======== Extract
111. Telegram From the Embassy in Thailand to the Department of State1

3136. The following telegram sent action Singapore March 12, 1971 is h/w being repeated for Dept’s action and Djakarta’s info.

“Subject: Ambassador Kennedy’s Call on PM Thanom.

Summary: Ambassador Kennedy’s call on Prime Minister, who had with him four cabinet members and DG of National Economic Development Board, was used by Thai officials for emphatic presentation their views on PL–480 rice sales. They returned to this subject almost to exclusion all other topics raised by Ambassador Kennedy. In Thanat’s absence atmosphere was more friendly than when same subject raised previously, but seriousness of Thai concern and unanimity of all top officials was presented even more effectively. Thai presentation focused on RTG’s efforts to help itself, essential role of exports in Thailand’s economic viability, central position of rice in this regard, and impossibility shift from rice to more diversified exports in short [Page 230] run, say next two years. New element was repeated request that United States lend Indonesia funds for rice purchases in Thailand. Request was presented in fashion reflecting, for first time, full recognition and appreciation of great value of IGGI program and US contribution not only to Indonesia, but to Southeast Asia as a whole and to Thailand in particular. Ambassador Kennedy expressed appreciation for informative presentation and assured Prime Minister of US intention give full consideration to Thai concerns. End summary.
================
======== Data section
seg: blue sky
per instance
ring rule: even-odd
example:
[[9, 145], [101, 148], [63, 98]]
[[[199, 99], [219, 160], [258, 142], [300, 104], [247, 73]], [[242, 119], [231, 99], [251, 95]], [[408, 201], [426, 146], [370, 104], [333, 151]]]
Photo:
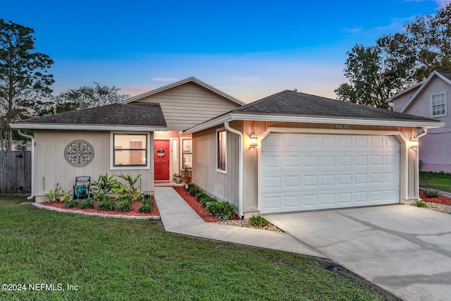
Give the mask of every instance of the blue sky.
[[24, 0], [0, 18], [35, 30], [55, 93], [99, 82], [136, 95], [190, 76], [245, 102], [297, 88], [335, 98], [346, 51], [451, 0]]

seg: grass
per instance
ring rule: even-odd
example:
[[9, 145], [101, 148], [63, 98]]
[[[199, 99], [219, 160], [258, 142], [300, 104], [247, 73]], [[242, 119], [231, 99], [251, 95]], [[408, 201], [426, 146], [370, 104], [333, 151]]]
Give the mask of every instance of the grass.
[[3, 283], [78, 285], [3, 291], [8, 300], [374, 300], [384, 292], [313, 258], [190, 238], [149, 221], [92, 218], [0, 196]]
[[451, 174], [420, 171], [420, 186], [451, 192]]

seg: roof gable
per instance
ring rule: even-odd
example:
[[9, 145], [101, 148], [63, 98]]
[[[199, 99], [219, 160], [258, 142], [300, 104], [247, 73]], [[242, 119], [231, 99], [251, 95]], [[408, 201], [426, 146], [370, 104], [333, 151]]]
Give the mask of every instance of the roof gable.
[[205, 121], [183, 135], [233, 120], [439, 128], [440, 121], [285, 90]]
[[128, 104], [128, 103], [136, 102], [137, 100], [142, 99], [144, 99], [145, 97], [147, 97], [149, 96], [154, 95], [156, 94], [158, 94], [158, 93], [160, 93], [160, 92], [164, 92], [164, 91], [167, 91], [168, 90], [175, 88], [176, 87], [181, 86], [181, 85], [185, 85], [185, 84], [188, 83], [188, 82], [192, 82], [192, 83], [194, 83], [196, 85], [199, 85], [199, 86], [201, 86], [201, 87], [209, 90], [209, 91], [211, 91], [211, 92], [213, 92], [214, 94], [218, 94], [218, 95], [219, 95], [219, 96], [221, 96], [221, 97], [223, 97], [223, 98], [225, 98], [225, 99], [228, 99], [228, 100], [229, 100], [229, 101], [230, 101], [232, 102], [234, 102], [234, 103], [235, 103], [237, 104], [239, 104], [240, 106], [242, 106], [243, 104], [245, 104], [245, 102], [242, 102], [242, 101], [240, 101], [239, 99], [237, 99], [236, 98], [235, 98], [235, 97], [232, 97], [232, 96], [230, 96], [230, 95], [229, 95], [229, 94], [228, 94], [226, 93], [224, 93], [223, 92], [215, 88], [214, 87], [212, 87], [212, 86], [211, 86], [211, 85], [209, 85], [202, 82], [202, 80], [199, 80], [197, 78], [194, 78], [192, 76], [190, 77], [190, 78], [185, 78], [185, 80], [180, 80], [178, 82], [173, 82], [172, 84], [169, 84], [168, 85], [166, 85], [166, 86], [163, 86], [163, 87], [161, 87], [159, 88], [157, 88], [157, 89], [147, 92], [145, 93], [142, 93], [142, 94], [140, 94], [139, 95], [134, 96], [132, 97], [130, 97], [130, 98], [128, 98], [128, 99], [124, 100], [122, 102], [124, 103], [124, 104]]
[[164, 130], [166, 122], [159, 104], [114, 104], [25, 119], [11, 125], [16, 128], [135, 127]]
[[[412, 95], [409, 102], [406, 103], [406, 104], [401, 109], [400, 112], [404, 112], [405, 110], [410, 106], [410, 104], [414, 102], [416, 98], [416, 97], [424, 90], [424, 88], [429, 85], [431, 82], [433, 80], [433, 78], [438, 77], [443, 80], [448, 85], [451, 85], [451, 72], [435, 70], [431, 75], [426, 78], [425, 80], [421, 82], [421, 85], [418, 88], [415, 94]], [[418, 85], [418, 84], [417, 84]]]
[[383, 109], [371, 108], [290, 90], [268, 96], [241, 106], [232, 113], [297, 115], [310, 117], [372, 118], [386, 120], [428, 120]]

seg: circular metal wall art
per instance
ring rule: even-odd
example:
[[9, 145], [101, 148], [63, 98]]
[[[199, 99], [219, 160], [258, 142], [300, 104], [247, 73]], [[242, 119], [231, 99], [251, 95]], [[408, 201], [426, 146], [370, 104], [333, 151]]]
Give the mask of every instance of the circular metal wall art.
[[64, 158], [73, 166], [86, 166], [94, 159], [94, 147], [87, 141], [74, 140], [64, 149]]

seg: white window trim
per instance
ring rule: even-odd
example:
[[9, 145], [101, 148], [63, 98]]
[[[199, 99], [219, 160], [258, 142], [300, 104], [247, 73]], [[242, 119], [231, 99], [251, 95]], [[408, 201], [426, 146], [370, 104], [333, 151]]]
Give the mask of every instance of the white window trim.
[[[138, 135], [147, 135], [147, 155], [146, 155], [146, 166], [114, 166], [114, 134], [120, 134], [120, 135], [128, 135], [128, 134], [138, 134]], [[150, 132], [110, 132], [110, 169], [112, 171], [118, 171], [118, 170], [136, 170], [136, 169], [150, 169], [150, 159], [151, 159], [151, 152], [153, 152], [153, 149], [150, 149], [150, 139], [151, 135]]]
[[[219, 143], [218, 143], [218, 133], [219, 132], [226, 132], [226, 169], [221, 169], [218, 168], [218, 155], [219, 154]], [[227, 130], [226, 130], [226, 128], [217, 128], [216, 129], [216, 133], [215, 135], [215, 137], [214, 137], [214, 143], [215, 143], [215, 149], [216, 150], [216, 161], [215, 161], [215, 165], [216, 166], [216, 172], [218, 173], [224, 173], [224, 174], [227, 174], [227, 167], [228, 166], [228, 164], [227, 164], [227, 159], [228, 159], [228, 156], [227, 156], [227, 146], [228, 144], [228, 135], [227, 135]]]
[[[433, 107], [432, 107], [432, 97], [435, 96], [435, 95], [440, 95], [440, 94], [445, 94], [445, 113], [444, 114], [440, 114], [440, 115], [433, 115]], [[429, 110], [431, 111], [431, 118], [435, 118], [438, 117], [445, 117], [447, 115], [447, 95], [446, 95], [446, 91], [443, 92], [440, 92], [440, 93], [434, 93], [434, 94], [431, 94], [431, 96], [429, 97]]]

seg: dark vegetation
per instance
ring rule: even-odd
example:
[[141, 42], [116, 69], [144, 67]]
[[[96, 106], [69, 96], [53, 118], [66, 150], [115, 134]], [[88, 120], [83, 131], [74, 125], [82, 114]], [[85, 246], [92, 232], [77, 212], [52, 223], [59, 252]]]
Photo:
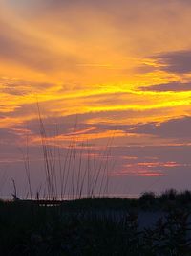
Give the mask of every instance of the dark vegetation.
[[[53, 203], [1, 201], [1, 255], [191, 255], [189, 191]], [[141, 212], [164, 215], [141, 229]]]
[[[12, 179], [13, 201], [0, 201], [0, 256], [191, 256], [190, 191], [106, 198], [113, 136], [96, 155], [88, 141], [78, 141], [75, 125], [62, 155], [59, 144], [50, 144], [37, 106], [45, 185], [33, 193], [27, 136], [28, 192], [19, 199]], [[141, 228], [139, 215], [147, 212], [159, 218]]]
================
======== Data section
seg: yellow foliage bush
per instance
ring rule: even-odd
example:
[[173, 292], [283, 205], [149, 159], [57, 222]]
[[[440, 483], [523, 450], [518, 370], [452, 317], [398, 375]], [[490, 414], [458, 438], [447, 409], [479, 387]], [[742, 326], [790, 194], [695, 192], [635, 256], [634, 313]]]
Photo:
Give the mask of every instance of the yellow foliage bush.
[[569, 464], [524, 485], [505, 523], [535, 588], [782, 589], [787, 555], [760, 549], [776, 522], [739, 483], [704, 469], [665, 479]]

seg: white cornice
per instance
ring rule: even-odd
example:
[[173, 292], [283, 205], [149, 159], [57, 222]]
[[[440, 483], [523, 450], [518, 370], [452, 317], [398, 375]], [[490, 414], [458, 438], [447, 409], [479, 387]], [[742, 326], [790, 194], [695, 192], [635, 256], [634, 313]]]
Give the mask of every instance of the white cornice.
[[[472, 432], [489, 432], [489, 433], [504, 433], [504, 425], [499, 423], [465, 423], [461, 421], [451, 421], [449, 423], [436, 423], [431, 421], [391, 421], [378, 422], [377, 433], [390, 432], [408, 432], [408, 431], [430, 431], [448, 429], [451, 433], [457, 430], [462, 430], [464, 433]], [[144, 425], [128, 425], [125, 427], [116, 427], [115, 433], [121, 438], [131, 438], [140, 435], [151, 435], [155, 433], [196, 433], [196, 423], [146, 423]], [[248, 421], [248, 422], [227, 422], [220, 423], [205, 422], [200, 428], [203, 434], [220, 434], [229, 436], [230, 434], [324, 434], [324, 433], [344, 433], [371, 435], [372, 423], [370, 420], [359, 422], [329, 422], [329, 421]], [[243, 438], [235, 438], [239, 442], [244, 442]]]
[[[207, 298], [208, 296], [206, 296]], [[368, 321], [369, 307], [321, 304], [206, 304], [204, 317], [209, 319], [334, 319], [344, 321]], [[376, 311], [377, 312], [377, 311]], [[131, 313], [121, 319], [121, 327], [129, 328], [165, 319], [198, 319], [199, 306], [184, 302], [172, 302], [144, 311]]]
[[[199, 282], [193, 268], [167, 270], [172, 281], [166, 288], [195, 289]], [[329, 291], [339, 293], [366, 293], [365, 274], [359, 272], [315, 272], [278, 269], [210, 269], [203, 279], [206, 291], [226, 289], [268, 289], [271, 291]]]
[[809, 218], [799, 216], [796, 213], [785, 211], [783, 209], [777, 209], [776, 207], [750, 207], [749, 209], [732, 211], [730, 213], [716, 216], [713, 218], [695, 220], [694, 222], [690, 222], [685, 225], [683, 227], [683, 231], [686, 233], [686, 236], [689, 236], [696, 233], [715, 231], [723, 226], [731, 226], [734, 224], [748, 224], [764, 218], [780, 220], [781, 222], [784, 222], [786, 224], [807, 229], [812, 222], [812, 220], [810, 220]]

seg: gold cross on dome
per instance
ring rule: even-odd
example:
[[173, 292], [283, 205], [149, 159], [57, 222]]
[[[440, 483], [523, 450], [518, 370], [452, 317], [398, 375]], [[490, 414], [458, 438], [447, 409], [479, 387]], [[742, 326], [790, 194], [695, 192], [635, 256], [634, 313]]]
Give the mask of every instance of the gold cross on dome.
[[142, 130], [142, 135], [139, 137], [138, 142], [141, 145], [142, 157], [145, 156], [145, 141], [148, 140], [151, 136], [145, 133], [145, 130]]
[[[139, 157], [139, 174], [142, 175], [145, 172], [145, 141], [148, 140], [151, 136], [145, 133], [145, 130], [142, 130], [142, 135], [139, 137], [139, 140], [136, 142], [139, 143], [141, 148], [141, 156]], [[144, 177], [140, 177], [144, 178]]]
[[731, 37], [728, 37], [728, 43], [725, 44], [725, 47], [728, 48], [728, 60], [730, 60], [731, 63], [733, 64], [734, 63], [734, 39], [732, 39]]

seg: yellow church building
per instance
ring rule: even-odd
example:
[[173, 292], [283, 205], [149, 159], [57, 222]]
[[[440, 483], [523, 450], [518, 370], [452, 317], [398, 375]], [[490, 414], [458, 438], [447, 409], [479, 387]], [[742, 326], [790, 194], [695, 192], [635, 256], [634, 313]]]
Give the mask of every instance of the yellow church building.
================
== Given request A ==
State whether each statement below agrees with the telegram on Ambassador Kennedy’s call on Prime Minister Thanom, answering yes or no and quoting the deciding words: (i) The Prime Minister was accompanied by four cabinet members and the head of the National Economic Development Board. (ii) The atmosphere was less friendly than on earlier occasions when the same subject was raised. (iii) The request that the United States lend Indonesia funds for rice purchases in Thailand was a new element.
== Given request B ==
Extend the telegram on Ambassador Kennedy’s call on Prime Minister Thanom, beginning after its final sentence.

== Result A ==
(i) Yes: "who had with him four cabinet members and DG of National Economic Development Board"
(ii) No: "In Thanat’s absence atmosphere was more friendly than when same subject raised previously"
(iii) Yes: "New element was repeated request that United States lend Indonesia funds for rice purchases in Thailand"

== Result B ==
Ambassador Unger yesterday took Ambassador Kennedy to call on Prime Minister Thanom who had with him Minister of National Development Pote, Minister of Finance Serm, Minister in Prime Minister’s office Sawaeng, Deputy Minister of Foreign Affairs Sanga (representing FonMin in Thanat’s absence), and Secretary General of Nedb Renoo. Pote acted as Thanom’s interpreter and principal spokesman.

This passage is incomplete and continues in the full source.